## Supplied text
— Begin —

# ac/dc inverter



## jjdrees (Oct 8, 2008)

So heres what I got, We have an OLD crane that ran on DC, well we havent had dc in our pplant for a number of years. Now they want there crane to work again. Ive recieved a couple quotes to change everything over to AC. this is an option but an expensive on. what Im wanting to do is set an AC to DC inverter. and just run everything the way its always run. but all of my upply houses are having a hard time coming up with an inverter that I need.
480V AC to 125V DC 100A
What Im wondering is why is it so hard for them to come up with one of these and does anyone know where to buy one??


----------



## wildleg (Apr 12, 2009)

I found a link for a solar one - thing is, I don't know if you can run these backwards ? http://www.solardesigntool.com/components/inverter-grid-tie-solar/Solectria/PVI%2082KW-480/specification-data-sheet.html

(I think what you need is a converter, not an inverter)

call the crane company. maybe they can help you out. (do they still exist ?)

if you can't find what you need, you could try calling a transformer company and see if they can point you in the right direction. Temco carries a lot of stuff, maybe they can help you http://www.electricmotorsale.com/


----------



## Skipp (May 23, 2010)

Can't you find a DC drive unit that will work?


----------



## brian john (Mar 11, 2007)

jjdrees said:


> So heres what I got, We have an OLD crane that ran on DC, well we havent had dc in our pplant for a number of years. Now they want there crane to work again. Ive recieved a couple quotes to change everything over to AC. this is an option but an expensive on. what Im wanting to do is set an AC to DC inverter. and just run everything the way its always run. but all of my upply houses are having a hard time coming up with an inverter that I need.
> 480V AC to 125V DC 100A
> What Im wondering is why is it so hard for them to come up with one of these and does anyone know where to buy one??


 
Well you will not find a AC to DC inverter, but you can find a AC to DC rectifier.


----------



## frenchelectrican (Mar 15, 2007)

Or you can go with MG { motour-Generator } that may work as well so that one of few options you can go.

Merci.
Marc


----------



## drsparky (Nov 13, 2008)

Look into company's that sell large battery charging systems for a rectifier. If not Marc's idea of a AC motor turning a DC generator would work well also.


----------



## Joshua (May 13, 2009)

— End —

Copy the part of the DC crane thread that begins at the words "## wildleg (Apr" and stops after "still exist ?)", renaming "crane company" to "crane manufacturer".

## Information provided
— Begin —

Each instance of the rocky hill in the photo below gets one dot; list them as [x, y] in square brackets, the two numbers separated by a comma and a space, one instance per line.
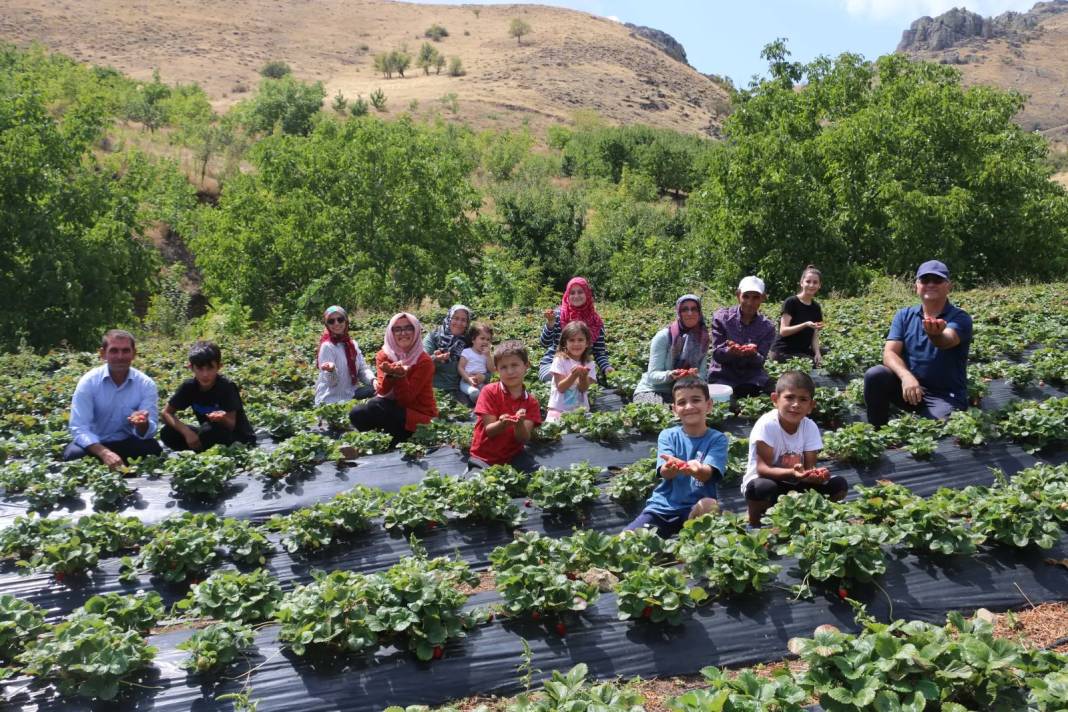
[570, 61]
[1024, 51]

— End —

## The response
## wildleg (Apr 12, 2009)

I found a link for a solar one - thing is, I don't know if you can run these backwards ? http://www.solardesigntool.com/components/inverter-grid-tie-solar/Solectria/PVI%2082KW-480/specification-data-sheet.html

(I think what you need is a converter, not an inverter)

call the crane manufacturer. maybe they can help you out. (do they still exist ?)